THE EXERCISE: Please report each line in the rows below that contains the string "Task", copied in full, treating uppercase and lowercase as different.

■ ■ ■ ■ ■

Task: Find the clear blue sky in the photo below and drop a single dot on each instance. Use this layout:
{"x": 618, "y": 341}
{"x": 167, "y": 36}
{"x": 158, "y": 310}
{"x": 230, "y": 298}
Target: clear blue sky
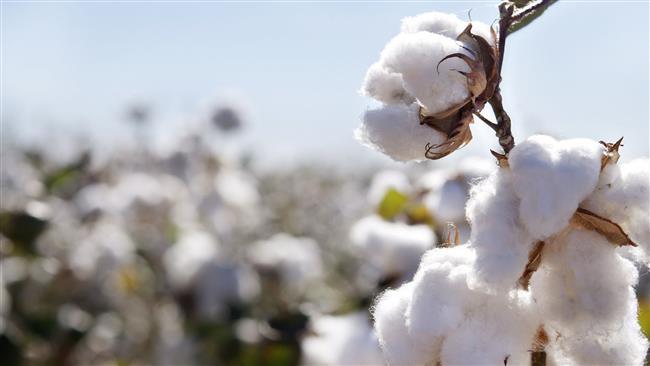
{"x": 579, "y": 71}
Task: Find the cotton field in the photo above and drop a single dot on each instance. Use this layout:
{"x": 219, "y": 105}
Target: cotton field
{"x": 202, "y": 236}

■ ■ ■ ■ ■

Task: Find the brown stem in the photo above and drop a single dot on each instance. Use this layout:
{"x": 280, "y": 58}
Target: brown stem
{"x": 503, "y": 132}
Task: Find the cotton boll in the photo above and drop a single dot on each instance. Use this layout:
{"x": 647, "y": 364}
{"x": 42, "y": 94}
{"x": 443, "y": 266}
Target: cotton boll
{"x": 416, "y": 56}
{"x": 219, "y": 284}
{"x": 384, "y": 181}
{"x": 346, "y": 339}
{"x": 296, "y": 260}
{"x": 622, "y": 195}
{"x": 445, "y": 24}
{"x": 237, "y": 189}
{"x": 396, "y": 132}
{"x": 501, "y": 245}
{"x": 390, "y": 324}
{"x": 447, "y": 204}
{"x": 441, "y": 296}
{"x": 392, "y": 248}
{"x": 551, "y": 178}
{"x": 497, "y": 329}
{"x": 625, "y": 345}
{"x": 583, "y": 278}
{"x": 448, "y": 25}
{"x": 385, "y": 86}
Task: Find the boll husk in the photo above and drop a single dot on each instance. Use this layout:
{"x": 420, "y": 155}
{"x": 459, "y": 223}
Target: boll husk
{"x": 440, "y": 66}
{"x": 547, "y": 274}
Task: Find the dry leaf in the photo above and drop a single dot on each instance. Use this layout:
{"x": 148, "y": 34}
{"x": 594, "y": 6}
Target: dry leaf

■ ■ ■ ■ ■

THE RESPONSE:
Task: Find the clear blue sky in the photo below and drop a single dot on each instance. Use this layout:
Task: Find the cotton field in the photo above and drop a single dot on each instance. Use this layout:
Task: Find the brown stem in the photo above and drop a single dot on each instance. Use this layout:
Task: Find the cotton boll in the photo above and drop a single dot on each instance. Use this layout:
Task: Find the boll husk in the photo above and drop a single dot on each instance. Use this layout:
Task: Find the dry leaf in the photo above and drop a single dot on each instance. Use this layout:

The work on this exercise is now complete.